- _Short task_
Copy every line of the records below verbatim, leaving out the pictures.

◇ ◇ ◇ ◇

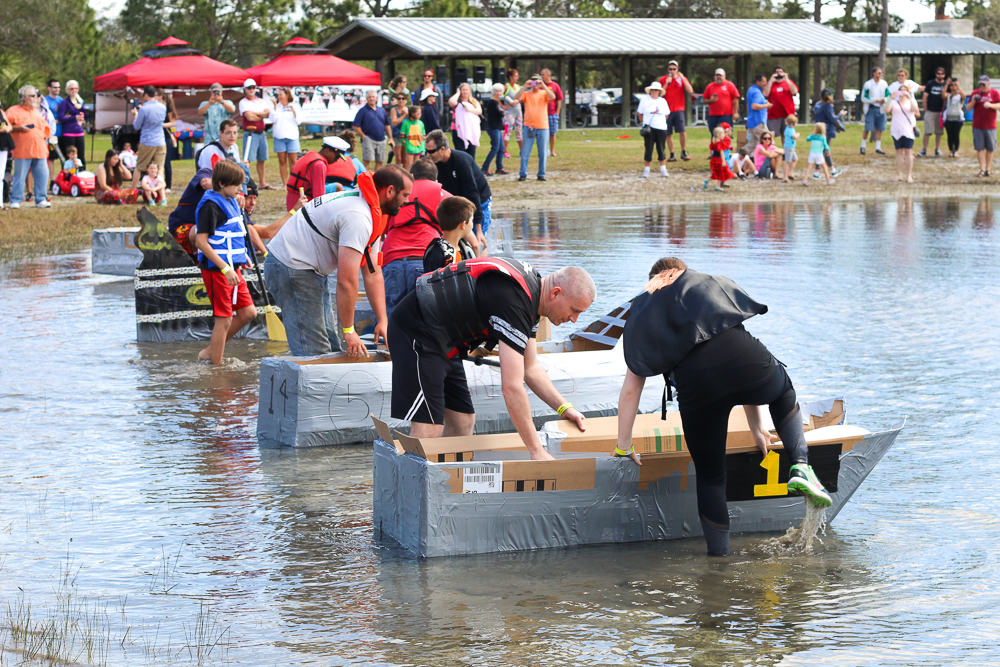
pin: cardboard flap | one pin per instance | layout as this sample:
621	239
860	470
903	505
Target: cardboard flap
385	433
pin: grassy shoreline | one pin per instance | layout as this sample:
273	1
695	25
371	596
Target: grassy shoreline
592	169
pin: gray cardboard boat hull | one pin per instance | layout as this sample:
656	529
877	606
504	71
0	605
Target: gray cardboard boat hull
413	506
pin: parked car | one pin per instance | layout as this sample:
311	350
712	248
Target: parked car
74	185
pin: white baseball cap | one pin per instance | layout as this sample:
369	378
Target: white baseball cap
337	143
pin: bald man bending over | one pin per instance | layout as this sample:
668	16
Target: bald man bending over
454	310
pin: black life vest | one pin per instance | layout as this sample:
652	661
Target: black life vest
447	299
299	177
664	326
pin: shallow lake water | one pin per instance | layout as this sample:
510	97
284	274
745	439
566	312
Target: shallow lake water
135	501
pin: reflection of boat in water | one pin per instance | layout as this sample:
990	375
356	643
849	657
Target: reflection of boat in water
452	496
306	402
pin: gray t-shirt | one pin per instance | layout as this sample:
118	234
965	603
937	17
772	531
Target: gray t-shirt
343	219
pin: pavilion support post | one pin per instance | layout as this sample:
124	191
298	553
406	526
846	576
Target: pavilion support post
563	72
626	90
570	90
804	65
688	111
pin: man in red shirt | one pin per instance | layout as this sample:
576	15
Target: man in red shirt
555	106
720	96
984	104
780	92
409	232
675	89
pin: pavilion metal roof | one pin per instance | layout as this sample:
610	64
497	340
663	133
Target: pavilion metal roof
376	38
927	44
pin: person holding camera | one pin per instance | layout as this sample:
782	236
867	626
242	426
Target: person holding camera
780	91
536	97
215	110
984	104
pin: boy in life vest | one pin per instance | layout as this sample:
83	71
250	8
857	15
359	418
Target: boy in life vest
221	243
454	215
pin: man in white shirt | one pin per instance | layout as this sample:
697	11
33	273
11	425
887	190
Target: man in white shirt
254	110
873	96
331	233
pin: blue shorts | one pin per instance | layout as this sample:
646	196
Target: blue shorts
675	122
874	119
286	145
487	214
258	146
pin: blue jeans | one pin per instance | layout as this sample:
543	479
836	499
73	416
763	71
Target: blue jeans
531	135
306	308
400	276
39	169
496	149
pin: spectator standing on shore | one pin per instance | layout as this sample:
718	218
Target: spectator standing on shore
467	125
30	132
149	119
780	91
676	88
757	109
984	104
536	97
429	115
254	110
6	146
721	96
459	174
653	112
438	100
873	97
494	129
823	112
555	108
52	102
285	130
954	115
933	107
70	116
513	117
372	125
215	110
399	112
901	107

◇ ◇ ◇ ◇

- _Answer below_
pin: cardboard flap | one pin per instance | layout as this sample:
621	239
860	470
903	505
Target: cardboard flap
385	433
pin: grassy shoreline | one pin per instance | layout as this sample:
273	1
695	25
371	596
Target: grassy shoreline
592	169
pin: gray cardboard boat hull | one pin per instance | layout as this sample:
656	529
877	606
504	71
0	605
Target: gray cardboard boat hull
413	506
pin: parked car | one pin per instance | layout as this sample:
311	350
712	248
Target: parked car
74	185
pin: white baseball cap | one pin per instance | layout as this sample:
369	378
Target: white baseball cap
337	143
pin: bald man bending over | one pin per instance | layout as this sample:
668	16
Target: bald man bending over
454	310
pin: black life vest | one pin per instance | layout as this sample:
652	661
Target: black life vest
447	299
299	177
664	326
pin: shallow lake water | one pin per instance | layout as this sample:
510	97
284	274
745	439
566	312
Target: shallow lake water
135	501
pin: reflection of boat in water | one pin per instance | layout as this sample:
990	375
356	643
849	657
Target: reflection of boat in water
452	496
306	402
pin: gray t-shirt | one pin per instance | layout as this sample:
118	234
965	603
937	17
772	531
Target: gray t-shirt
343	219
pin: pavilion support post | one pin per instance | layout as this sample:
124	191
298	553
406	526
846	576
Target: pavilion support post
563	72
626	90
570	90
804	65
688	111
pin: man in red shirt | one pin per instance | layout as this sample:
576	15
Target: man in red shirt
555	106
720	96
984	104
780	92
409	232
675	89
pin: pavilion metal roof | one pin per instance | layout as this sample:
610	64
497	340
663	133
Target: pavilion metal roof
376	38
927	44
pin: person holding camera | one pin per instance | layout as this sample:
782	236
867	626
242	426
Target: person holding camera
780	91
536	97
215	110
984	104
pin: boy in life vest | one pin per instance | layout as this sample:
83	71
250	8
857	15
359	418
Target: boy in life vest
221	243
454	215
pin: man in white shirt | one pin per instance | layout as this sample:
697	11
33	273
11	425
887	190
Target: man in white shirt
254	110
873	96
331	233
pin: blue shorts | one pin per instance | layout as this sample:
646	196
Target: blue shorts
675	122
874	119
286	145
487	214
258	146
pin: blue jeans | one pin per instance | layout as this sample:
543	479
836	499
73	416
763	71
Target: blue jeans
531	135
306	308
400	276
39	169
496	149
pin: spectator standing on shore | one pin per instance | layout as this sample:
718	218
Target: spectator standing on shore
467	125
30	132
149	119
780	91
676	88
757	109
984	104
536	97
429	115
254	110
6	146
721	96
459	174
653	112
438	100
873	97
494	129
823	112
555	108
52	102
285	130
954	115
933	107
70	116
513	117
372	125
215	110
399	112
901	107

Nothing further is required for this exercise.